Ouais décevant... l'histoire ralentit brusquement. Le comportement de Locke est un peu bizarre. 
Ouais c'est vrai le seul bon moment c'est Lybbie qui se change... et question....Et si elle était un des autres??? Mmmh?

A.


----------



## Adrienhb (11 Février 2006)

Chuis mitigé...
Ouais le suspens est là, nous tient jusqu'au boût et on se pose pleins de questions sur le futur. 
Mais justement... le futur... y vont faire comment avec cette nouvelle situation? Se taper tous dessus?
Donc passé un bon moment, mais je me demande où tout cela va nous mener...

Sinon, la scène de la radio était archi sympa et Sayid n'est pas un mauvais bougre et sort enfin de sa sinistrose post-Shannon, surtout quand il réalise qu'il veut l'aider à sa manière. Le dialogue aussi est sympa.
Le coup de l'enlèvement est dommage... sur les photos officielles on voit que ce n'est pas Charly. Et même si on les mettait de côté, je ne vois pas ce qu'ils vont faire de sa nouvelle personalité... ça fait un peu côté obsucre de la Force... Sawyer encore plus d'ailleurs...

Bref... hâte de voir ce qui va se passer avec le prisonnier et le compteur à zéro...

A.


----------



## Caddie Rider (11 Février 2006)

Sympa ce petit épisode... On voit vraiment ce que sont les personnages...

On verra comment évolue la relation Sawyer & Jack

Vivement le prochain


----------



## Adrienhb (12 Février 2006)

Caddie Rider a dit:
			
		

> On verra comment évolue la relation Sawyer & Jack



Et puis avec Kate... tant avec l'un que l'autre d'ailleurs... pasque Ana-Lucia n'est pas loin...

Tiens une phrase que j'adore: "You run, I con"...

A.


----------



## saturnin (15 Février 2006)

Moi j'ai beaucoup aimé cet épisode.
Finalement les choses ne sont pas ce qu'elles semblaient etre et peut etre lé début d'un retournement de situations sur l'île.


----------



## saturnin (17 Février 2006)

Qui a vu le tout dernier?? 
Mon épisode préféré de la saison.
Je trouve que les personnages et les rapports entre eux deviennent de plus en plus sombres.


----------



## Adrienhb (18 Février 2006)

saturnin a dit:
			
		

> Qui a vu le tout dernier??
> Mon épisode préféré de la saison.
> Je trouve que les personnages et les rapports entre eux deviennent de plus en plus sombres.



Le 14?
Ben moi... il m'a laissé un goût d'inachevé...
Belles images ou plutôt couleurs en Irak.
Relativement intéressant quant à Sayid.

### LISTE DES ENTRÉES

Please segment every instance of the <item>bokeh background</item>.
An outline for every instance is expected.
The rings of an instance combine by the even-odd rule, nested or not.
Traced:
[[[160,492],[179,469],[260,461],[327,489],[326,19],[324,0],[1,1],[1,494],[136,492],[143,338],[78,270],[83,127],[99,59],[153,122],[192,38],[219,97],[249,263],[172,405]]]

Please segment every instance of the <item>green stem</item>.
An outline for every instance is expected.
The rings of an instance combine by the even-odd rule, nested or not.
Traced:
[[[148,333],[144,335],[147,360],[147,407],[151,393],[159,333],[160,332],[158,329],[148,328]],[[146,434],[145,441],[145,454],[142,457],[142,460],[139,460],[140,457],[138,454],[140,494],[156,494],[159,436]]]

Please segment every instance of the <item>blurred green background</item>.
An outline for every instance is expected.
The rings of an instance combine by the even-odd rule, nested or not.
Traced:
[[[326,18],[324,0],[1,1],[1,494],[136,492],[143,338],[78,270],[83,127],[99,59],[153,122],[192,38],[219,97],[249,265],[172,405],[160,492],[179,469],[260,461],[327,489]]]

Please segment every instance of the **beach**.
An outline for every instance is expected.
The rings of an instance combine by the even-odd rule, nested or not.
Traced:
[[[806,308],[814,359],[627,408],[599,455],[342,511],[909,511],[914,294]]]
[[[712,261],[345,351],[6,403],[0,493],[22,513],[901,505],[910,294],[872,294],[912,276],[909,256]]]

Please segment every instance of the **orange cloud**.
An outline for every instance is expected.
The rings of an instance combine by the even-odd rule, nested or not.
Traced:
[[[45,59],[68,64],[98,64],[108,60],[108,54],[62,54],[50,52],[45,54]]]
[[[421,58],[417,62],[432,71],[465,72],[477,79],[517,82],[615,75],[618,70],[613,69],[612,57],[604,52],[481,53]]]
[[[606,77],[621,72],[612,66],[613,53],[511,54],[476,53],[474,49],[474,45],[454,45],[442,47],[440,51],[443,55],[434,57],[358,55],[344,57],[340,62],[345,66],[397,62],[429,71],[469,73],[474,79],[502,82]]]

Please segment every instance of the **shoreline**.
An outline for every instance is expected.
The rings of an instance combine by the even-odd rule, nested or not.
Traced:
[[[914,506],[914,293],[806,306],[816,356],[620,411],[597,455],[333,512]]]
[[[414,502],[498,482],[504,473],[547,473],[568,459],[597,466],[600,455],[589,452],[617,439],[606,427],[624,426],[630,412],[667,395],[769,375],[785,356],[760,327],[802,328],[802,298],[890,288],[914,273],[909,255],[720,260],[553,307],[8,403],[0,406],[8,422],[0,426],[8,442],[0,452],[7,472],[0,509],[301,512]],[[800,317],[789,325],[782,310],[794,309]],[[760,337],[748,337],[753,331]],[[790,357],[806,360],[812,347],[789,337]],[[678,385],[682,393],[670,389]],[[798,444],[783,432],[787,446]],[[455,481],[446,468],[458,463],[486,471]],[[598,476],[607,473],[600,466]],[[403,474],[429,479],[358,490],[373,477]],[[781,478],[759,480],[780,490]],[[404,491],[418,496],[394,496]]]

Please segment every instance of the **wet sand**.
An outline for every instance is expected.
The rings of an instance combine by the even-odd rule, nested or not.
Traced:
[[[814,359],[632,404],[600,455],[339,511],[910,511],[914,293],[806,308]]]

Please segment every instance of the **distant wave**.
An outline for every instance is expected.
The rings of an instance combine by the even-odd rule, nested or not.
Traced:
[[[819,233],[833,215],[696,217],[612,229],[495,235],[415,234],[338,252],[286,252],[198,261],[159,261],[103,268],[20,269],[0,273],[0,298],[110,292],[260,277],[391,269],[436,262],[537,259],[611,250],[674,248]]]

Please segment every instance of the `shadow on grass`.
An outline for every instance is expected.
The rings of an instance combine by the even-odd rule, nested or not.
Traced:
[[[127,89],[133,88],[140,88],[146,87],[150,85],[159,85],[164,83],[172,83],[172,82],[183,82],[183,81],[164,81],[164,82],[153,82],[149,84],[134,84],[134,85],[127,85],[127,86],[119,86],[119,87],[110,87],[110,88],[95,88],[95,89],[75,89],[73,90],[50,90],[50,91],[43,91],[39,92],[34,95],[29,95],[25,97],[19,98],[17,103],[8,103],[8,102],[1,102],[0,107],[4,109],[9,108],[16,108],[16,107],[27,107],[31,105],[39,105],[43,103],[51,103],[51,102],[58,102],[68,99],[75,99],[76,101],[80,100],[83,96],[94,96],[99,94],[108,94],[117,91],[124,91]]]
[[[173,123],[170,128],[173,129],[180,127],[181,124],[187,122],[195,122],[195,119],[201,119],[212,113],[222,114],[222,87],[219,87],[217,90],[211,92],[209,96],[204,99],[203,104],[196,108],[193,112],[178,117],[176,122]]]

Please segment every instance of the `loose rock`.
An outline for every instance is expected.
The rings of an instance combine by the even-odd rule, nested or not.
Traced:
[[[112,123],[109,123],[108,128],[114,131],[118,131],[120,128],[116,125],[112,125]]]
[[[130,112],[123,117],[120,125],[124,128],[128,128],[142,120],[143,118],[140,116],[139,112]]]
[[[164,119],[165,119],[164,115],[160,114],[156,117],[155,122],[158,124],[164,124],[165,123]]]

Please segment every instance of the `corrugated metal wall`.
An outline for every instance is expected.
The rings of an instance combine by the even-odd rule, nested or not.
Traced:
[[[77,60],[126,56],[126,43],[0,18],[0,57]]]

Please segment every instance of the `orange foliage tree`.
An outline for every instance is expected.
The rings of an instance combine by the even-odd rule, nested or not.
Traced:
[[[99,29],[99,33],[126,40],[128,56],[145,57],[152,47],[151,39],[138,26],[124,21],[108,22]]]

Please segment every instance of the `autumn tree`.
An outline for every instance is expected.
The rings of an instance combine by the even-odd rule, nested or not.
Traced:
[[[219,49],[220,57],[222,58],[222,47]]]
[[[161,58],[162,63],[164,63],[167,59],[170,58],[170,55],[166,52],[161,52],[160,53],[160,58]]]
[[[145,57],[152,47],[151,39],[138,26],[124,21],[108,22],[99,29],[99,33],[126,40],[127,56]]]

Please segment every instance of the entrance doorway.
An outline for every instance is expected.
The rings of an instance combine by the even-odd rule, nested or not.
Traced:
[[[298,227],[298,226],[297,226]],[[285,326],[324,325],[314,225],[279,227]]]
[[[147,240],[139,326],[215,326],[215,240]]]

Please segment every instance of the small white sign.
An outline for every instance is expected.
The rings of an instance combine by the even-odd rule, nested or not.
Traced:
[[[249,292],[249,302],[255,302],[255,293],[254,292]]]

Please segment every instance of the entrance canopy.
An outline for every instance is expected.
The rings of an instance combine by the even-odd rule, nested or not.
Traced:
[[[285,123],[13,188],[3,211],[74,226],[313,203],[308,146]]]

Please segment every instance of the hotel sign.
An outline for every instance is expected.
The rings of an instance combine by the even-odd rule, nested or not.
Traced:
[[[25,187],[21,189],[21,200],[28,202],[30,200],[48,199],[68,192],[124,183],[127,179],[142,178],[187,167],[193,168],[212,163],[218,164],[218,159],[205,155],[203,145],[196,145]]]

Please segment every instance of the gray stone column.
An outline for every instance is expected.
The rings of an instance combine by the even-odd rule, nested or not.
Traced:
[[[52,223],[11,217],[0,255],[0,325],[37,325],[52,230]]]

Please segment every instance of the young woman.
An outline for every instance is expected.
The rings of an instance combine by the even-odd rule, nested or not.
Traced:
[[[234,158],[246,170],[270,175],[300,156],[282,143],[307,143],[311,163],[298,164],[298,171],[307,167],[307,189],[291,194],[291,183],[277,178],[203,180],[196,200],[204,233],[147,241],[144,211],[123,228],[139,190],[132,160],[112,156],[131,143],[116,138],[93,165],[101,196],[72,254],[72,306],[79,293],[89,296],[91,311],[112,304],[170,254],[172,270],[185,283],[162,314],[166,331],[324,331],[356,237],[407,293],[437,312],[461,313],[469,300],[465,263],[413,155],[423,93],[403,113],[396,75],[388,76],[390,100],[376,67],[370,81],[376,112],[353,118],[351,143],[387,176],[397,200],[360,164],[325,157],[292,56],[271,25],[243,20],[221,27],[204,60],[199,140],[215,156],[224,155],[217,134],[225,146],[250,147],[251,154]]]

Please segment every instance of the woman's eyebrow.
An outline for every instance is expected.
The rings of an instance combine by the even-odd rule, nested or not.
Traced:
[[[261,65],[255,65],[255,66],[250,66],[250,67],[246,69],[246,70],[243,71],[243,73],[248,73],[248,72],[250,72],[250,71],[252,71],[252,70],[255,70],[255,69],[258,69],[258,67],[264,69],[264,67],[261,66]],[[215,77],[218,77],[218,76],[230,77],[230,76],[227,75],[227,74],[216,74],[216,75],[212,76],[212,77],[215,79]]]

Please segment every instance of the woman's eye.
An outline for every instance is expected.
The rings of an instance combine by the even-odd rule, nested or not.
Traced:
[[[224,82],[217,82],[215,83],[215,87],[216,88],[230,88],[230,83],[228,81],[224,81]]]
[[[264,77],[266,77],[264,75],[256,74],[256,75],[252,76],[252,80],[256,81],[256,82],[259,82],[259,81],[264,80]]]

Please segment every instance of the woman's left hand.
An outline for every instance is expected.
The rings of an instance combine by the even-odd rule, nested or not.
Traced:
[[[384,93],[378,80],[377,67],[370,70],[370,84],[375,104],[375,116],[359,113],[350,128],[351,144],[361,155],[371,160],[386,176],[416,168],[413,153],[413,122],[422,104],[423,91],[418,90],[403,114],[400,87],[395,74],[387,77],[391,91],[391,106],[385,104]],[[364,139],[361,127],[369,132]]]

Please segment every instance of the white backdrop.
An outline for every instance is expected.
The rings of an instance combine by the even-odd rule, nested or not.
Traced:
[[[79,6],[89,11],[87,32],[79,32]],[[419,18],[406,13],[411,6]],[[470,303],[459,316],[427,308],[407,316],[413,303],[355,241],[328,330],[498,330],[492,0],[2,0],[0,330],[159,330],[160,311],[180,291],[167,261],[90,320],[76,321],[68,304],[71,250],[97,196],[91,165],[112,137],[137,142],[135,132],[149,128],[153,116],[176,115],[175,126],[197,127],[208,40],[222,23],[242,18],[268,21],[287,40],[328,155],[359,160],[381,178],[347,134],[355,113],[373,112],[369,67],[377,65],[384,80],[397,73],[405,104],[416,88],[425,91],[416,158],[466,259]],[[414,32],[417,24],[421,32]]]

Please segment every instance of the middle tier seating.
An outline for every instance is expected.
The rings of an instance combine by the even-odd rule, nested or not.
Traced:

### SÉRIE D'EXERCICES
**1)** Dans l'extrait, quelle phrase le message d'Adrienhb du 12 février 2006 présente-t-il comme « une phrase que j'adore » ?
**2)** Indiquez, s'il vous plaît, combien de lignes des entrées contiennent le mot « sign », en donnant uniquement ce nombre.
L'extrait et les entrées n'ont aucun lien entre eux.

### CORRIGÉ DES EXERCICES
**1)** « You run, I con »

**2)** 2